GIVEN TEXT:
>>>>>

Voters Still Get Suckered By The Fourth Estate:

As much as we'd all like to think that things have fundamentally changed in our modern 24 hour society, in that our traditional media of newsprint, television and radio, the so-called Fourth Estate, has or is being replaced by the new electronic mediums of personal blogs, Twitter and Facebook, in reality, the pervasive and oftentimes malignant influence of the old established media remains largely intact, because guess what? they have websites, blogs, Facebook pages and Twitter feeds too!
 
Of course, truly objective reporting by the media is generally good for any democracy, as so the theory goes, it helps keep government honest and accountable to its electorate, which in an ideal world is what most people want and expect. However, that all pre-supposes that the media, along with its owners, managers, editors, correspondents and presenters are prepared to offer their readers and viewers a completely unbiased view of the subject under discussion, which overlooks the basic fact that they are people too, with their own personal views, opinions, prejudices and bias, so just how or why should we trust their version of events anyway?
 
Studies undertaken in the United States has shown that public attitudes and therefore voting intentions can often be swayed and manipulated by the deliberate use of particular words and sometimes wholly misrepresentative headlines, something that most newspaper proprietors have become adept at employing. Whilst academic studies have proven that opinion polls can sometimes help affect voter intentions by up to 3-4% in elections, similarly good or bad newspaper headlines, or media coverage is likely to be no less instrumental in affecting the outcomes of important public ballots.
 
These same American studies have found that it is due to the influence of the Fourth Estate, the traditional print press and broadcasters, that party and policy are no longer the principal determinants in most voters minds, but rather the individual candidate themselves, thereby helping to create the idea of a "Presidential" election, as opposed to a party political one. By backing or attacking an individual leader's personality, character or stand on a particular issue then the media can directly affect the election hopes of that particular candidate, depending on whether they choose to pursue a highly positive or negative campaign against them.
 
One only has to look at the recent press and media campaign that was waged against the Labour leader Ed Miliband in the UK General Election, to see how damaging such an approach can be. Condemned for not being able to eat a bacon sandwich, castigated for supposedly being anti-business and charged with being held to ransom by rabid left-wing Scottish Nationalists, who would take the entire country to hell in a handcart, the Fourth Estate's strategy of attacking the candidate, rather than his party, proved to be a highly effective approach; and one that was both endorsed and echoed by his main political opponent David Cameron.

<<<<<

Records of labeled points

>>>>>

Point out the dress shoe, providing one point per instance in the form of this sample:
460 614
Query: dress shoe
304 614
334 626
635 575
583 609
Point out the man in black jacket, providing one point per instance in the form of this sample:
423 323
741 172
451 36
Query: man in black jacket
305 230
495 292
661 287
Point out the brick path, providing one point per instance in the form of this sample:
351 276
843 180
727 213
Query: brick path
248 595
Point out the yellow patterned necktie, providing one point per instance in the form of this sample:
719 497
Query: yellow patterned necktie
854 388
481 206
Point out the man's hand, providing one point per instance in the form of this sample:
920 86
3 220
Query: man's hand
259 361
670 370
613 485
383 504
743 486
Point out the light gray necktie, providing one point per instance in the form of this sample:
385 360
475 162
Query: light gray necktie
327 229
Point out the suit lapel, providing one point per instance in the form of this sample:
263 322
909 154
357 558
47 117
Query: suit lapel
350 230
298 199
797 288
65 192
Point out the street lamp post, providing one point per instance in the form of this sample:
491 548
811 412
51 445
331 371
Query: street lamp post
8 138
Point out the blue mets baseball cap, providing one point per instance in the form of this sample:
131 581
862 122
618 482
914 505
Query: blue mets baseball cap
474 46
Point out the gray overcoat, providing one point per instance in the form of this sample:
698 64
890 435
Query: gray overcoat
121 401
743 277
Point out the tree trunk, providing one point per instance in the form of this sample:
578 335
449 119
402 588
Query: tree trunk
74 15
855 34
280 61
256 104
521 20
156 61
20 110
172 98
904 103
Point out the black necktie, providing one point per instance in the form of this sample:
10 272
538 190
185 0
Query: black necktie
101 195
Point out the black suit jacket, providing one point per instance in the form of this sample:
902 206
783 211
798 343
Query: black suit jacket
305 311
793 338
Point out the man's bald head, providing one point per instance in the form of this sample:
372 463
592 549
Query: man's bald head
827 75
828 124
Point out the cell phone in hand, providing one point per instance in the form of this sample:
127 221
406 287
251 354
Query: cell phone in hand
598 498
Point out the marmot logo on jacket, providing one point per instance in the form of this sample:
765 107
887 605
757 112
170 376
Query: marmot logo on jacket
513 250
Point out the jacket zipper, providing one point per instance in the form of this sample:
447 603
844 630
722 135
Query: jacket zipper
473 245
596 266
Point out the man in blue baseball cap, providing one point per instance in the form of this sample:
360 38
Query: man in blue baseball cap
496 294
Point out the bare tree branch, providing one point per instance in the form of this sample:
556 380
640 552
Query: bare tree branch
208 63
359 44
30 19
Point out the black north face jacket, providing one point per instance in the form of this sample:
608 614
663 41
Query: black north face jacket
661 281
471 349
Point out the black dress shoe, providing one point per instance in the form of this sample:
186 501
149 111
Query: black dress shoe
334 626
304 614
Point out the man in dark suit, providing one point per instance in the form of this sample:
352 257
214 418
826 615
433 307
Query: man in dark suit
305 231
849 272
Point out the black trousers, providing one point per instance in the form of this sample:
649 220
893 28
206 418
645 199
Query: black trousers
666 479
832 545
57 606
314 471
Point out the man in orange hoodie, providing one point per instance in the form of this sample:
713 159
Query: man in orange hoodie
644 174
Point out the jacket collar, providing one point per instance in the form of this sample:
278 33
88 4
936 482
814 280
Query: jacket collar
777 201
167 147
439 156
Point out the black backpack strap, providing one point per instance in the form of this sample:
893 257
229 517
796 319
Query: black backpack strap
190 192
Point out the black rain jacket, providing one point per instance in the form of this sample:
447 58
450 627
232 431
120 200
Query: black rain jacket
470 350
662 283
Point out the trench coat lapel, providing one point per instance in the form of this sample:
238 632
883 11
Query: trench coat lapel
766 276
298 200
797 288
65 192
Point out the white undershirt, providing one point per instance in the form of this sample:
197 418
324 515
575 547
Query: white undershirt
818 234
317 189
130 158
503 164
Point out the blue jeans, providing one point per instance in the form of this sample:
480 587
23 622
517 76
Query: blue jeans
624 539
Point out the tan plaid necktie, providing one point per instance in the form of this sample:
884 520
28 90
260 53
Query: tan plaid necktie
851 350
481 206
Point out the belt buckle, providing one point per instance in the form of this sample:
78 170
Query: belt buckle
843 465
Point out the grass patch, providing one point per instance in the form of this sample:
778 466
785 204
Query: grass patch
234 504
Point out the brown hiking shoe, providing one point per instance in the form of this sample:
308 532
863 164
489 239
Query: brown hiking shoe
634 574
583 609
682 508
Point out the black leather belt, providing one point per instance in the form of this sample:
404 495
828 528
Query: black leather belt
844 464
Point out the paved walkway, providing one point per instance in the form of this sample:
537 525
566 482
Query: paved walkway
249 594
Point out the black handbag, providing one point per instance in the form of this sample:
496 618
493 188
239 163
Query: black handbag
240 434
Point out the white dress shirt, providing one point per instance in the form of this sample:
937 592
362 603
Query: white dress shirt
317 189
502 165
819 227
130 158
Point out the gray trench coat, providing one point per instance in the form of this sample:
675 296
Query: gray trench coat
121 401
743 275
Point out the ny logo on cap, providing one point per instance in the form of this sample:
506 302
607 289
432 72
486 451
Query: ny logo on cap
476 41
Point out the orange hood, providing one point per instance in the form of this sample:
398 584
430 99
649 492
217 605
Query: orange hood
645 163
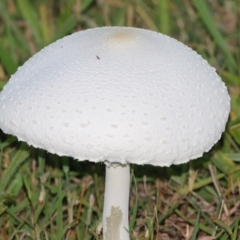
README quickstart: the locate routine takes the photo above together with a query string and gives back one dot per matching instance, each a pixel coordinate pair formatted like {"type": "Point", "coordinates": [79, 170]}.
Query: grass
{"type": "Point", "coordinates": [43, 196]}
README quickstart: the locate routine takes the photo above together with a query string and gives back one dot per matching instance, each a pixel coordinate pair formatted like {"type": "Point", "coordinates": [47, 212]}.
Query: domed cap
{"type": "Point", "coordinates": [117, 94]}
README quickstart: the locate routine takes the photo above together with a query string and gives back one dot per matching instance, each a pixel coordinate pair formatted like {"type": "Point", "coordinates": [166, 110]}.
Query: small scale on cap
{"type": "Point", "coordinates": [117, 94]}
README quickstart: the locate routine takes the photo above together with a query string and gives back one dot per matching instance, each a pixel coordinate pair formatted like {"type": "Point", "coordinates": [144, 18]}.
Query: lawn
{"type": "Point", "coordinates": [43, 196]}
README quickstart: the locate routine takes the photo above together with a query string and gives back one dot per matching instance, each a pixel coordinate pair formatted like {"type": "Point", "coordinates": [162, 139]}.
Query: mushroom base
{"type": "Point", "coordinates": [116, 202]}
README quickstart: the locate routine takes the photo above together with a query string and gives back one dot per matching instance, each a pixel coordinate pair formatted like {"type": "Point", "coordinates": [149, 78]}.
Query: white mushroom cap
{"type": "Point", "coordinates": [119, 94]}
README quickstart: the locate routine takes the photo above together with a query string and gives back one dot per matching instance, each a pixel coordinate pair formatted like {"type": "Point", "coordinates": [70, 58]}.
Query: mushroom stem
{"type": "Point", "coordinates": [116, 201]}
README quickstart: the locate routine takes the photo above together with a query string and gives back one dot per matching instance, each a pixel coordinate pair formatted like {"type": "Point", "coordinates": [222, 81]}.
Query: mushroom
{"type": "Point", "coordinates": [117, 95]}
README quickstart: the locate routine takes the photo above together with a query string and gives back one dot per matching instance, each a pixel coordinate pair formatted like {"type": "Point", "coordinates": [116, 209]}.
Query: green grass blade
{"type": "Point", "coordinates": [206, 17]}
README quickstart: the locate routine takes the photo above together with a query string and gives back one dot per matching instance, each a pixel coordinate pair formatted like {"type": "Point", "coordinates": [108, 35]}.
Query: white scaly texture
{"type": "Point", "coordinates": [119, 94]}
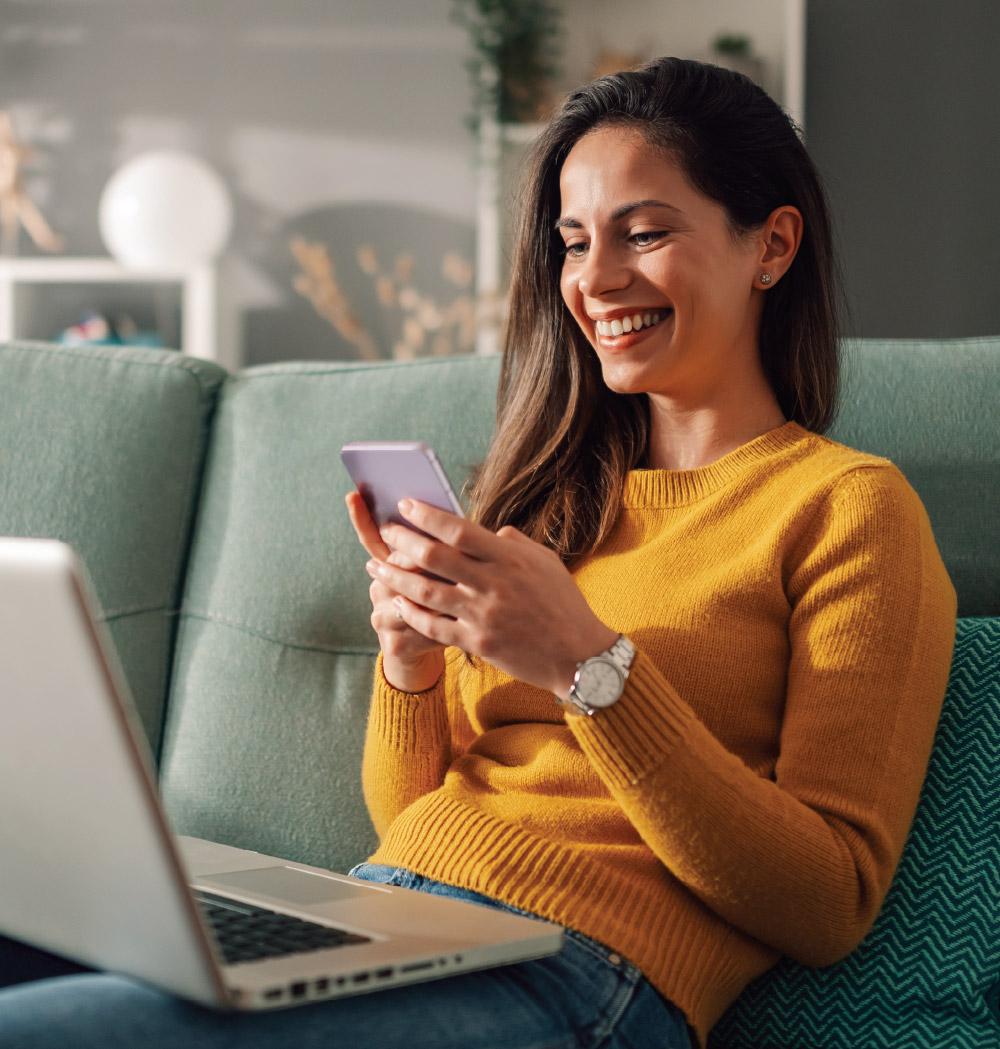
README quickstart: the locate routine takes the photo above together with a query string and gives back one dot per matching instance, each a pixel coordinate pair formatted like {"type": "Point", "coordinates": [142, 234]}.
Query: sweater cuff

<<<<<

TASKS TO COMPLETE:
1. Answer these from the text on the Fourth Estate:
(a) By up to what percentage have academic studies found that opinion polls can affect voter intentions?
(b) According to the American studies, what has replaced party and policy as the principal determinant in most voters' minds?
(c) Who is named as Ed Miliband's main political opponent, the one who endorsed and echoed the media's strategy?
2. Extend the text on the Fourth Estate and voters, picking up after its final sentence.

ANSWER LIST:
1.
(a) Up to 3-4%.
(b) The individual candidate.
(c) David Cameron.

2.
For his part, Cameron was not only portrayed as competent and experienced, but also as business-friendly and resistant to pressure from other political interests, qualities that were not necessarily accurate reflections of the man himself. In fact, Cameron more than Miliband had already shown himself to be susceptible to outside pressure, not least by the way he had been forced to offer the country a public referendum on the question of Britain's EU membership, as a direct result of the presence of the United Kingdom Independence Party, or UKIP. To help counter the impression that UKIP were in fact driving the political agenda in the UK, once again the ranks of the press and media used their still considerable influence to selectively undermine its electoral presence by both highlighting the negative and downplaying the positive aspects of its overall election message.
 
Obviously it is no secret that the likes of Rupert Murdoch, the Barclay Brothers, Richard Desmond, the Rothermere family, Alexander Lebedev, etc. consider themselves to be the "king makers" of Britain's political system, bringing with them the circulations of their various publications to help influence the voting intentions of the wider British electorate. Of course, were they just only in their traditional print format, then their electoral influence would have been greatly lessened by the emergence of online content, but they too have recognised the change in reader's habits and have invested heavily in the new electronic media, thus allowing them to retain a large proportion of their traditional readerships, who are still readily inclined to follow a newspaper's lead when it comes to political and economic "truths".
 
Interestingly, according to most polling, journalists are much more likely to be trusted by the public than politician's are, with an estimated 22% of people likely to trust a journalist, rather than the 16% who say they would trust an elected politician. And yet that 22% is still well below the 31% who say that they trust bankers, who the press would have us believe are some of the most despised and reviled people in the country? All the same it does seem astonishing that according to the polls less than one in four people would actually trust a journalist to tell them the truth; and yet there is some evidence to suggest that a great deal more people seem to take them at their word when they're badmouthing or undermining a political figure. Of course that then begs the question, are we just naturally inclined to believe anything that's bad about a politician, just because he's a politician; and did people choose David Cameron over Ed Miliband, just because he wasn't quite as bad a politician as his opponent was? Maybe a case of a "plague on all your houses, but less so on his"?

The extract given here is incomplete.